All lines from the one with "the white chest" through the final line of the records below must be written out exactly, with no other text.
= Beginning of Section =
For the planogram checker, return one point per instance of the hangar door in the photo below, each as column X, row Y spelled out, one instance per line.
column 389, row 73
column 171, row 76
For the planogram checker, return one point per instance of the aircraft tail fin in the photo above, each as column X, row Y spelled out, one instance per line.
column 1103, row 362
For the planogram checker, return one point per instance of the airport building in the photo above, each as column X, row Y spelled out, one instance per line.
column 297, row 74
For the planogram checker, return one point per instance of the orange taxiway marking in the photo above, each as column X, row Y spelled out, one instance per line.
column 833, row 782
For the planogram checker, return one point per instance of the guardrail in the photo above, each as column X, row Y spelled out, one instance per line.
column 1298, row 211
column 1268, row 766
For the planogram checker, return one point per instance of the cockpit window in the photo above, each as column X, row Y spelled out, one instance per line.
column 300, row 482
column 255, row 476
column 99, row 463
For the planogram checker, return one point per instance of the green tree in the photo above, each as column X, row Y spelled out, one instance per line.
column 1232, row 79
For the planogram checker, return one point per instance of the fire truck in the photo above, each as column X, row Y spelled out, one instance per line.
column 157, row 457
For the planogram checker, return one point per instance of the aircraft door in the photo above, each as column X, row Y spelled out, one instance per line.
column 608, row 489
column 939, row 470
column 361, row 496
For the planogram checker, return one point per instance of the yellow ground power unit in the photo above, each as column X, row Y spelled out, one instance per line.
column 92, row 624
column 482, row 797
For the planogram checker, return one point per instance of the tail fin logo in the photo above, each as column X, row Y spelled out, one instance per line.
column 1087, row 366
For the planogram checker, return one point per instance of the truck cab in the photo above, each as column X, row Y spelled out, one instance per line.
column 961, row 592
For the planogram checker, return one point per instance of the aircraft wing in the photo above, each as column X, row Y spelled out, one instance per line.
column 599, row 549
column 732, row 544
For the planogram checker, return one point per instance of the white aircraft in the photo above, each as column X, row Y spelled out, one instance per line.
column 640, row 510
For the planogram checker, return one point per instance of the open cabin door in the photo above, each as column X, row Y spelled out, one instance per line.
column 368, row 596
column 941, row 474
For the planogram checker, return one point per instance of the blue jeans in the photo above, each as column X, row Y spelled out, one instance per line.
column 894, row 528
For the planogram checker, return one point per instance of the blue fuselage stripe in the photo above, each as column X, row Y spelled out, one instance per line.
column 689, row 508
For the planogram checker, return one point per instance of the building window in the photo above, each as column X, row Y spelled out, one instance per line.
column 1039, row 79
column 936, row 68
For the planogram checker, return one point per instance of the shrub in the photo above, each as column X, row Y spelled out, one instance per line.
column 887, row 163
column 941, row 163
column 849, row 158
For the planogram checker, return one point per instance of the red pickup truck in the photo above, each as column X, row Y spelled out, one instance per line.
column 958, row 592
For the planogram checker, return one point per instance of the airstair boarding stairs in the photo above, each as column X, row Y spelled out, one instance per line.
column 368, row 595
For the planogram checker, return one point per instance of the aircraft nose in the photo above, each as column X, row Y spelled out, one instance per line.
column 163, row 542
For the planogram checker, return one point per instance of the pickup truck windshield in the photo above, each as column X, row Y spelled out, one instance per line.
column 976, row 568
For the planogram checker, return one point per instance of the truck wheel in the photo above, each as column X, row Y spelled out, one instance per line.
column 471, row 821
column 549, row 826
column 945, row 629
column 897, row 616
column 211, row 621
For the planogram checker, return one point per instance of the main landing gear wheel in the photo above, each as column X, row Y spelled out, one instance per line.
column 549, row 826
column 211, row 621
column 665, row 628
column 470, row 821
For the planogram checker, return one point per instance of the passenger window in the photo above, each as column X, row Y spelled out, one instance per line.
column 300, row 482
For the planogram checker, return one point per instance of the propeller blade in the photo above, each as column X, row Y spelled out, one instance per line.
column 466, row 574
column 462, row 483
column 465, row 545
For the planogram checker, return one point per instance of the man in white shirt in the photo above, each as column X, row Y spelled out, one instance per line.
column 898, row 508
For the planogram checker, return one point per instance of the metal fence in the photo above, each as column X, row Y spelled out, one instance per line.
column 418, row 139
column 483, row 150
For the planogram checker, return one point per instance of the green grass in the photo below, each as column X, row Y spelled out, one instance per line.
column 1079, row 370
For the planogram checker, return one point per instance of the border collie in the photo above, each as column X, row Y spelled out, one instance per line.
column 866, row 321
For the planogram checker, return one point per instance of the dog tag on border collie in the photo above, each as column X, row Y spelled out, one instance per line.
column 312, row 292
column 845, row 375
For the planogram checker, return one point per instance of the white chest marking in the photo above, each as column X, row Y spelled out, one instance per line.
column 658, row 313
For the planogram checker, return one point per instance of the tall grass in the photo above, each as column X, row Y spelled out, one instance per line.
= End of Section =
▶ [EXERCISE ANSWER]
For the planogram checker, return one point per instance of the white chest marking in the photo above, each as column X, row Y spelled out, one instance per line.
column 658, row 313
For the planogram checker, return one point per instance of the tall grass in the photo above, each as column X, row Y spelled out, one instance per line.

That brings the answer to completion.